-- WORK TO BE COMPLETED --
Scan the entries for lines with the word "mark", then copy those lines.

+++

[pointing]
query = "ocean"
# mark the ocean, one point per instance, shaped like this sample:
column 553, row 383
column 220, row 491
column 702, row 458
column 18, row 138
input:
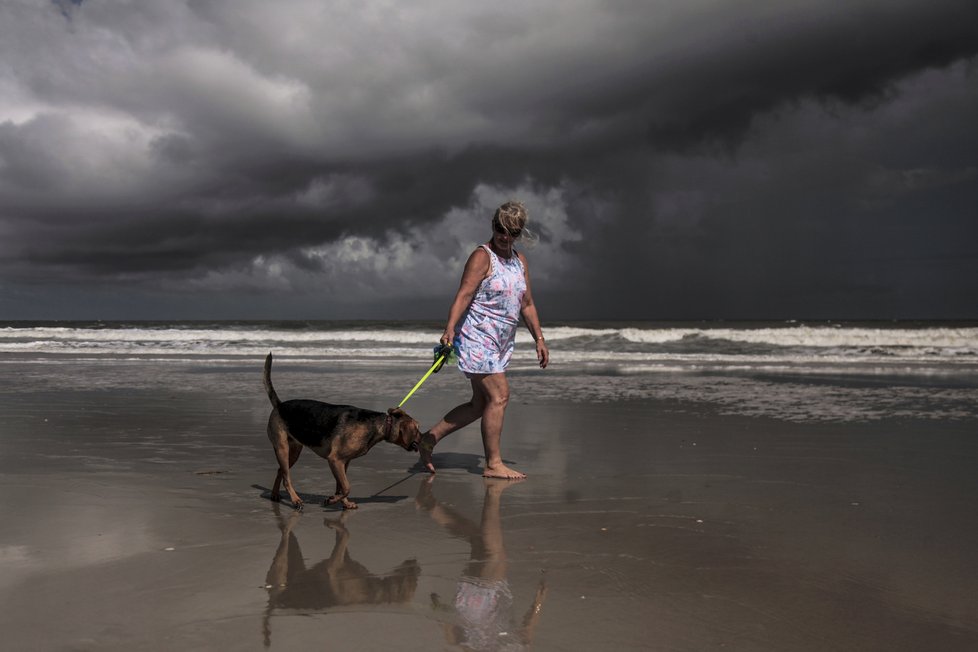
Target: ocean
column 785, row 370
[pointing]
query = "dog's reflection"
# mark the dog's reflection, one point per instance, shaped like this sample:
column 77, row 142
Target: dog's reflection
column 483, row 601
column 337, row 581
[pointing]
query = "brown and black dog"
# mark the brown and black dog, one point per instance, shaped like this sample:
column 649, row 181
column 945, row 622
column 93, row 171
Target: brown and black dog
column 338, row 433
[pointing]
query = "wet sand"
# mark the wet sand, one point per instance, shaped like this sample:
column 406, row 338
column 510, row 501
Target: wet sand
column 136, row 516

+++

-- EXPECTED OUTPUT --
# mark the ocean, one point per instance, shaped like this sample:
# mark the dog's reflection, one point per instance, shaped like this sample:
# mark the brown and black dog, one point per instance, shaped like this sample:
# mark the wet sand, one point per instance, shaped like this sample:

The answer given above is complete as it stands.